[Dataset items]
━━━━━━━━━━

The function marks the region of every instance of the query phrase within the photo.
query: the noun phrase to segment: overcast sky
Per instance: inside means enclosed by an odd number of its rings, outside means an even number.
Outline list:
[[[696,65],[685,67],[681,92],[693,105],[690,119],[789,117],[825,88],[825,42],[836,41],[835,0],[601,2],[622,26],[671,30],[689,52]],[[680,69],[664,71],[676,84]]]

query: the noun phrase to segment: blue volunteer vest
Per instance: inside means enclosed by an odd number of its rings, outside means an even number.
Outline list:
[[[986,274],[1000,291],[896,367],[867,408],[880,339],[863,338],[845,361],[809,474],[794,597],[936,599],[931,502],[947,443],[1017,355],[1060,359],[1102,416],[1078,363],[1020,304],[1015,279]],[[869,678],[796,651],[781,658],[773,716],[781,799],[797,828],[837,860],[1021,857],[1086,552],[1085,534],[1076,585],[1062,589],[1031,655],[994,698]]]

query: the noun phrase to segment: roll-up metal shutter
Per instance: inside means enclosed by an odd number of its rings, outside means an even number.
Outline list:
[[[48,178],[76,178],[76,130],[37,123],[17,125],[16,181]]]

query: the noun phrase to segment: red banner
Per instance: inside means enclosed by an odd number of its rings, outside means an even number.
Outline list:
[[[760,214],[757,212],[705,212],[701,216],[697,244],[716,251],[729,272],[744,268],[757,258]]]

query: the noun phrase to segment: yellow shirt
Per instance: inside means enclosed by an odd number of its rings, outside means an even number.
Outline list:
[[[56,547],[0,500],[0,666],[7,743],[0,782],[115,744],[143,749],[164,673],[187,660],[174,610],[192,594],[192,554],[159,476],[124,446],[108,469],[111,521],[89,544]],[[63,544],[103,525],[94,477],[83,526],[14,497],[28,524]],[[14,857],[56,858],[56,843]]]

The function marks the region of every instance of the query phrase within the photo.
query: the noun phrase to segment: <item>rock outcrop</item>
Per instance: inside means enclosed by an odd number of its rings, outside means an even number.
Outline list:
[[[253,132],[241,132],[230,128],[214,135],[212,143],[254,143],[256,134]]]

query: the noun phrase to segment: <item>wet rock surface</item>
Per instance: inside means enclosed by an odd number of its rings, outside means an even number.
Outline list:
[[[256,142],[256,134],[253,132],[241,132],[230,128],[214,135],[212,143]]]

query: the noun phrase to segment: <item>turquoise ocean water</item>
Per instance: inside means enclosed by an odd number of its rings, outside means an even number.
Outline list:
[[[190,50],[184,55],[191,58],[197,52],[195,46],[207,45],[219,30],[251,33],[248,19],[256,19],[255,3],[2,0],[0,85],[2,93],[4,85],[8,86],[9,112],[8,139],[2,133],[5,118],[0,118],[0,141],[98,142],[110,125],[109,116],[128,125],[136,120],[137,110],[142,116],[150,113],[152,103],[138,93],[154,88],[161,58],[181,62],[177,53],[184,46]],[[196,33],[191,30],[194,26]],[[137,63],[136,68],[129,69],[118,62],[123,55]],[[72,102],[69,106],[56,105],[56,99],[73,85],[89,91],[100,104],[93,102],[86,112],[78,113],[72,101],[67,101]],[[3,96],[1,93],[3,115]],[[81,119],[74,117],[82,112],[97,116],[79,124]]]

━━━━━━━━━━

Retype every one of the entries above character for character, without changing anything.

The function marks the region of every instance of the query phrase within the photo.
query: the noun phrase to segment: overcast sky
Per instance: inside means enclosed by an odd number of its rings, outside means an even number.
Outline list:
[[[696,65],[685,67],[681,92],[693,105],[690,119],[789,117],[825,88],[825,42],[836,41],[835,0],[601,2],[622,26],[671,30],[689,52]],[[680,69],[664,71],[676,84]]]

query: the noun phrase to segment: blue volunteer vest
Per instance: inside means enclosed by an odd number of its rings, outside means an even number.
Outline list:
[[[986,274],[1000,291],[896,367],[867,408],[880,339],[863,338],[845,361],[809,474],[794,597],[936,599],[931,502],[947,443],[1017,355],[1060,359],[1102,416],[1078,363],[1020,304],[1015,279]],[[869,678],[796,651],[781,658],[773,716],[781,799],[797,828],[837,860],[1021,857],[1086,552],[1085,534],[1076,585],[1062,589],[1031,655],[994,698]]]

query: the noun phrase to segment: roll-up metal shutter
Per instance: inside means enclosed by an odd number of its rings, outside means an even number.
Outline list:
[[[48,178],[76,178],[76,130],[37,123],[17,125],[16,181]]]

query: the noun phrase to segment: red banner
Per instance: inside means enclosed by an odd number of its rings, outside means an even number.
Outline list:
[[[760,214],[757,212],[705,212],[701,216],[697,244],[716,251],[729,272],[744,268],[757,258]]]

query: the noun phrase to segment: yellow shirt
Per instance: inside means enclosed by an odd number of its rings, outside means an even number.
Outline list:
[[[56,547],[0,500],[0,666],[7,743],[0,782],[115,744],[143,749],[164,673],[187,660],[174,610],[192,594],[192,554],[159,476],[124,446],[108,469],[111,521],[89,544]],[[63,544],[103,525],[94,477],[83,526],[14,497],[28,524]],[[14,857],[56,858],[56,843]]]

The function marks the region of every instance of the query phrase within the photo.
query: the noun phrase to segment: <item>rock outcrop</item>
Per instance: inside means enclosed by an odd number of its rings, outside means an even number.
Outline list:
[[[253,132],[241,132],[230,128],[214,135],[212,143],[254,143],[256,134]]]

query: the noun phrase to segment: <item>wet rock surface</item>
Per instance: inside means enclosed by an odd number of its rings, outside means an even number.
Outline list:
[[[256,142],[256,134],[253,132],[241,132],[230,128],[214,135],[212,143]]]

query: the noun phrase to segment: <item>turquoise ocean water</item>
Per instance: inside means enclosed by an odd number of its rings, outside means an even number.
Outline list:
[[[190,50],[184,55],[191,58],[197,52],[195,46],[207,45],[219,30],[251,33],[248,19],[256,19],[255,3],[2,0],[0,85],[2,93],[4,85],[8,86],[9,112],[8,139],[2,133],[5,118],[0,118],[0,141],[98,142],[110,125],[109,116],[128,125],[136,120],[137,110],[142,116],[150,113],[152,103],[138,93],[154,88],[161,58],[181,62],[177,53],[184,46]],[[196,33],[191,30],[194,26]],[[137,63],[136,68],[129,69],[118,62],[123,55]],[[72,102],[69,106],[56,105],[56,99],[73,85],[89,91],[100,104],[93,102],[86,112],[78,113],[72,101],[67,101]],[[3,96],[1,93],[3,115]],[[81,119],[74,117],[82,112],[97,116],[79,124]]]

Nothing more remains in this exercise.